---------- RECORDS FOR PROCESSING

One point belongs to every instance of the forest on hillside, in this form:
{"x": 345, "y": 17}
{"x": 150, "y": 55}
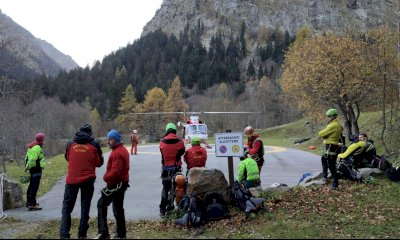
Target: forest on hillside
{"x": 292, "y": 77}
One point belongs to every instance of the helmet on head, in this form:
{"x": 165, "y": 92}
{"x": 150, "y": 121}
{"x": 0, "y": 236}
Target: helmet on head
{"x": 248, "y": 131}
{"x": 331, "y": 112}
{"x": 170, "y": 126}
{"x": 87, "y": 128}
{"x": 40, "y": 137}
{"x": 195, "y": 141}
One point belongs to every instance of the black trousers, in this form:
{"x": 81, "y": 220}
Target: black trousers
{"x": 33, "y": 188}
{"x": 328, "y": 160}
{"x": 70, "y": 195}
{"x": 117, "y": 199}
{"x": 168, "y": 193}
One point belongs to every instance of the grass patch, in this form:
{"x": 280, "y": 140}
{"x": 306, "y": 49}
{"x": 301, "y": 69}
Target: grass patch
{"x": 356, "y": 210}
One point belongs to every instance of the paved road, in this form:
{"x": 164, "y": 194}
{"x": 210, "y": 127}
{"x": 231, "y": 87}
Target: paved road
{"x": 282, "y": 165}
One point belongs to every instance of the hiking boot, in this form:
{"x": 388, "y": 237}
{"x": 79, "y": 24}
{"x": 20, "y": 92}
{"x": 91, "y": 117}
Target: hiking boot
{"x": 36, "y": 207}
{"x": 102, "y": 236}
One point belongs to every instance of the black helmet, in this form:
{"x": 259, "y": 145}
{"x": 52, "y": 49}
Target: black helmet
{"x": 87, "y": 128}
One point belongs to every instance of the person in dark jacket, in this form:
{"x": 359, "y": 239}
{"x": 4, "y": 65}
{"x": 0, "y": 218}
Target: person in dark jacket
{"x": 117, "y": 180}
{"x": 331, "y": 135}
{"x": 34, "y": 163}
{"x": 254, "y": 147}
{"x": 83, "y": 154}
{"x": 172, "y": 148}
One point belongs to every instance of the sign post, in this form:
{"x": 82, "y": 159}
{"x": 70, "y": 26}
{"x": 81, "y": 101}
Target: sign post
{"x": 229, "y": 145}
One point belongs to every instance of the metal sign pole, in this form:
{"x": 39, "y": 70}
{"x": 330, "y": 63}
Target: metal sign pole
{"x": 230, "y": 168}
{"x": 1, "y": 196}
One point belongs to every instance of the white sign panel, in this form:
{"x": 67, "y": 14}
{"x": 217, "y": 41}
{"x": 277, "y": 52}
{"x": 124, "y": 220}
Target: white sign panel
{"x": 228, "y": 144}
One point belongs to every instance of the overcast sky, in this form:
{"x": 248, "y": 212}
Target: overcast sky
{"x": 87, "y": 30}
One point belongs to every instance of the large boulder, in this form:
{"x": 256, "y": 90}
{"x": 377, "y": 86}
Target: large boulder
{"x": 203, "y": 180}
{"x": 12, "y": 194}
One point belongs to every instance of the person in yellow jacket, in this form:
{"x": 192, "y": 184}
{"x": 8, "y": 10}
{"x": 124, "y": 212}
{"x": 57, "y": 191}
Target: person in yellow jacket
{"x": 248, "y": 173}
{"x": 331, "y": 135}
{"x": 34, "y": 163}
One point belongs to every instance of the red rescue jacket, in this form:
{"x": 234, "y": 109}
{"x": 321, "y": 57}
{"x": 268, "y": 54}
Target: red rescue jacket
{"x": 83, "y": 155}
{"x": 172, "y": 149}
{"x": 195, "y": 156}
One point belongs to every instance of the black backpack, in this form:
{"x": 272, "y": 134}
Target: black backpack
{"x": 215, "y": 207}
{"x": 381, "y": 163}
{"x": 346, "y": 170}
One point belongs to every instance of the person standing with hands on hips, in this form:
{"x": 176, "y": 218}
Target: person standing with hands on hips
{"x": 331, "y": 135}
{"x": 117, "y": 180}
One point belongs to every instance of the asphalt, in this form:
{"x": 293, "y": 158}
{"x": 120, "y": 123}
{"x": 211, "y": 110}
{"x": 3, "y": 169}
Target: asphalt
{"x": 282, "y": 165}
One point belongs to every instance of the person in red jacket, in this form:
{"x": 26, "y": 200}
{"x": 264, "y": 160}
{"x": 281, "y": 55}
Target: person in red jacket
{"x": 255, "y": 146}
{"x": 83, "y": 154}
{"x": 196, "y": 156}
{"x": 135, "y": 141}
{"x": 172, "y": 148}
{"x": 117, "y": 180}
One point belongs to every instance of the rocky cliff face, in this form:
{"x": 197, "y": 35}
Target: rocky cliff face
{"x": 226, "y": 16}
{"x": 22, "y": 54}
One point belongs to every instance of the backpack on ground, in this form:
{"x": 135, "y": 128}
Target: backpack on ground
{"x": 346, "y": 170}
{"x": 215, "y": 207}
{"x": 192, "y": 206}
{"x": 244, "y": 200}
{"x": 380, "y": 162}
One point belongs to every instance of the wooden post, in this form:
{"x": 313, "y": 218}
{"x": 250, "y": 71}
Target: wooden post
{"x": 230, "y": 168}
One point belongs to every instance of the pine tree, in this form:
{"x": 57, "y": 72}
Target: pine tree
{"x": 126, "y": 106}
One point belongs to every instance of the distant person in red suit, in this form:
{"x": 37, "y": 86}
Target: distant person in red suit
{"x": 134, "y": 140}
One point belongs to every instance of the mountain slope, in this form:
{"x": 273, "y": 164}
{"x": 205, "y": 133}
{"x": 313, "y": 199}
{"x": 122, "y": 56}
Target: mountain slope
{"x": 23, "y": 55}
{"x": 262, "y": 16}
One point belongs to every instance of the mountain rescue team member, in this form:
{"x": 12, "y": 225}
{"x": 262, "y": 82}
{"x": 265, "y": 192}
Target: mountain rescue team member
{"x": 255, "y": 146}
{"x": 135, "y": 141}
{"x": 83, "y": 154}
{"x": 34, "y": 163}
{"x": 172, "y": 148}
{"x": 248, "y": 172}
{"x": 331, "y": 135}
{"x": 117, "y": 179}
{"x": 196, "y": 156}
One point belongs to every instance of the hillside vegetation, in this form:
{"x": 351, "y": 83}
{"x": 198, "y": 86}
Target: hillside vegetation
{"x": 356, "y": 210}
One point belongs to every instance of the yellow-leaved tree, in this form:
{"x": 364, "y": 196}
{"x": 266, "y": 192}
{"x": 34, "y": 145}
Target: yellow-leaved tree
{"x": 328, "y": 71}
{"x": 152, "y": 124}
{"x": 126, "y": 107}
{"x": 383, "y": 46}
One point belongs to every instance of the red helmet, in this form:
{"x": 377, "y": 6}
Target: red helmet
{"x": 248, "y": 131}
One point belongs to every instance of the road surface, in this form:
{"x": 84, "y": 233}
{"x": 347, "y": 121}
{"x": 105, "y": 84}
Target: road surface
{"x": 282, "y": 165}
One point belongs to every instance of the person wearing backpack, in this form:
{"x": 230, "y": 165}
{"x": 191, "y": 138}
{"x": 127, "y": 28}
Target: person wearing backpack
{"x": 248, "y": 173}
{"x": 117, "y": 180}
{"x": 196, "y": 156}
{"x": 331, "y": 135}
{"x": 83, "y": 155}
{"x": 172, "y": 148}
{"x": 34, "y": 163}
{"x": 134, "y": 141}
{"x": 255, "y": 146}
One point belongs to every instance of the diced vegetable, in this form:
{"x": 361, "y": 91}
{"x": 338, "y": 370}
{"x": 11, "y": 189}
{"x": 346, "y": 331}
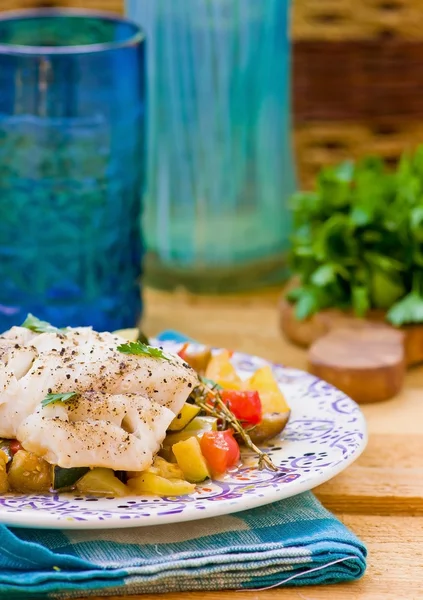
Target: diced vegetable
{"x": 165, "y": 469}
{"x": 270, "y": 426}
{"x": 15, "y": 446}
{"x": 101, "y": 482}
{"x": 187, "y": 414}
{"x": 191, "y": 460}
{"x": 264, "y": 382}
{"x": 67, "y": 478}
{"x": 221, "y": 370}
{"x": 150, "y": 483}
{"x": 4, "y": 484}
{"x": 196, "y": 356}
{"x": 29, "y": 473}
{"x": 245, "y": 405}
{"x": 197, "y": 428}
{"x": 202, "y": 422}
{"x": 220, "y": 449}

--------------------

Omit the pictures, then extract verbatim only those lines that fall between the line containing "Target: mountain rescue team member" and the final line of the records above, both included.

* YOUR SOLUTION *
Target: mountain rescue team member
{"x": 255, "y": 146}
{"x": 135, "y": 141}
{"x": 83, "y": 154}
{"x": 34, "y": 163}
{"x": 172, "y": 148}
{"x": 248, "y": 172}
{"x": 331, "y": 135}
{"x": 117, "y": 179}
{"x": 196, "y": 156}
One point belongs to every instance of the hillside vegetation, in this form:
{"x": 351, "y": 83}
{"x": 198, "y": 86}
Target: hillside vegetation
{"x": 356, "y": 210}
One point belongs to every instance of the yellow-leaved tree, in this form:
{"x": 364, "y": 196}
{"x": 266, "y": 192}
{"x": 34, "y": 145}
Target: yellow-leaved tree
{"x": 328, "y": 71}
{"x": 152, "y": 124}
{"x": 126, "y": 107}
{"x": 383, "y": 46}
One point belongs to every instance of the red helmet, in this form:
{"x": 377, "y": 6}
Target: red helmet
{"x": 248, "y": 131}
One point belongs to every instance of the road surface, in this form:
{"x": 84, "y": 233}
{"x": 347, "y": 121}
{"x": 105, "y": 84}
Target: road surface
{"x": 282, "y": 165}
One point belongs to every instance of the person wearing backpack, in this form:
{"x": 230, "y": 165}
{"x": 191, "y": 138}
{"x": 127, "y": 28}
Target: person wearing backpack
{"x": 248, "y": 173}
{"x": 117, "y": 180}
{"x": 196, "y": 156}
{"x": 331, "y": 135}
{"x": 83, "y": 155}
{"x": 172, "y": 148}
{"x": 34, "y": 163}
{"x": 134, "y": 141}
{"x": 255, "y": 146}
One point belongs to every instance of the diced vegetable, in this form:
{"x": 361, "y": 91}
{"x": 338, "y": 370}
{"x": 11, "y": 189}
{"x": 346, "y": 331}
Target: diced vegetable
{"x": 165, "y": 469}
{"x": 270, "y": 426}
{"x": 15, "y": 446}
{"x": 101, "y": 482}
{"x": 187, "y": 414}
{"x": 191, "y": 460}
{"x": 264, "y": 382}
{"x": 67, "y": 478}
{"x": 221, "y": 370}
{"x": 150, "y": 483}
{"x": 4, "y": 484}
{"x": 196, "y": 356}
{"x": 29, "y": 473}
{"x": 245, "y": 405}
{"x": 197, "y": 428}
{"x": 202, "y": 422}
{"x": 220, "y": 449}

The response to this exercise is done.